» DATA SHOWN:

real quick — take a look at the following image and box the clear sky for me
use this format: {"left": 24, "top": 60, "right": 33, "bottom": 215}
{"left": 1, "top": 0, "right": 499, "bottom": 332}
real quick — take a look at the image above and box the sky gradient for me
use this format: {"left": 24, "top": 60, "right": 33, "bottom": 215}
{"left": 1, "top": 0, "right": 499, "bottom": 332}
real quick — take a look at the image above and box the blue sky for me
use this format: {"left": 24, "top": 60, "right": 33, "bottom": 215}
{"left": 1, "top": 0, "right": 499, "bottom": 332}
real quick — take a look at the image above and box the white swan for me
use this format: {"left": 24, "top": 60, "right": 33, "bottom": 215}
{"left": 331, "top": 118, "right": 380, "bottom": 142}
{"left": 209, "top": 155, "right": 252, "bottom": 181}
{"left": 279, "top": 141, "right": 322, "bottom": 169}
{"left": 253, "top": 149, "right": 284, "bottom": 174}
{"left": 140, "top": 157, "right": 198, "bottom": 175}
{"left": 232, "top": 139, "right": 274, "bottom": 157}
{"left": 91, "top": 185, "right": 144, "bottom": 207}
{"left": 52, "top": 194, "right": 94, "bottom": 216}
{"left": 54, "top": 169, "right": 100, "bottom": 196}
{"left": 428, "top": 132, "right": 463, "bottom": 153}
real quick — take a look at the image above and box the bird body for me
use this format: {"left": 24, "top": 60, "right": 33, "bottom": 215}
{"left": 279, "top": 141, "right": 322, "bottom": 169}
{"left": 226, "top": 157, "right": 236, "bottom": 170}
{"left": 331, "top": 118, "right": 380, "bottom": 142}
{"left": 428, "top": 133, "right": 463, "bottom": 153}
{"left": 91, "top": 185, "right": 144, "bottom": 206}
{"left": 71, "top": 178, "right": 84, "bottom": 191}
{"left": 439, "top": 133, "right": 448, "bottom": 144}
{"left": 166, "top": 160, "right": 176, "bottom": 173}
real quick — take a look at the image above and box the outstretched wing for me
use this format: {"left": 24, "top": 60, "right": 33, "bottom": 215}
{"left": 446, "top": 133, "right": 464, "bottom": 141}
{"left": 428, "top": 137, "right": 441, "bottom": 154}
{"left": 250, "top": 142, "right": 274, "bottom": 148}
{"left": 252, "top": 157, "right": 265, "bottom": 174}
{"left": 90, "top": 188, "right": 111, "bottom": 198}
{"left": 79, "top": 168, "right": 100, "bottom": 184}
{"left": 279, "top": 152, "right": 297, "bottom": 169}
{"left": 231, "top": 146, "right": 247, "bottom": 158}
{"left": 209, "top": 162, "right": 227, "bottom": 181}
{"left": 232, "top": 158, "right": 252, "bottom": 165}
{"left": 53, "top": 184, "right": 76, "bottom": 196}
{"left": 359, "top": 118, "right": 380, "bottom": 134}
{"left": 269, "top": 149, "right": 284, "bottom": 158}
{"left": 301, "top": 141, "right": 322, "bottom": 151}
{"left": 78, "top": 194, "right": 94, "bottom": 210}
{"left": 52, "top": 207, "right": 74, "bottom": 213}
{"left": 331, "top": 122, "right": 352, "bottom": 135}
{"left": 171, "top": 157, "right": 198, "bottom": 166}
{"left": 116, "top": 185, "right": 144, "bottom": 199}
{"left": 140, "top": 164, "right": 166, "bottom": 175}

» INSTRUCTIONS FOR THE TASK: Above are records; repeat only the lines starting at the line with "swan for me" and ending at the line with "body for me", exactly as they appear, both included.

» WRITTEN RESPONSE:
real quick — take a look at the image above and box the white swan for me
use this format: {"left": 24, "top": 60, "right": 33, "bottom": 215}
{"left": 331, "top": 118, "right": 380, "bottom": 142}
{"left": 209, "top": 155, "right": 252, "bottom": 181}
{"left": 279, "top": 141, "right": 322, "bottom": 169}
{"left": 253, "top": 149, "right": 284, "bottom": 174}
{"left": 140, "top": 157, "right": 198, "bottom": 175}
{"left": 232, "top": 139, "right": 274, "bottom": 157}
{"left": 91, "top": 185, "right": 144, "bottom": 207}
{"left": 52, "top": 194, "right": 94, "bottom": 216}
{"left": 54, "top": 169, "right": 100, "bottom": 196}
{"left": 428, "top": 132, "right": 463, "bottom": 153}
real quick — take a look at the image above and box the bird body for me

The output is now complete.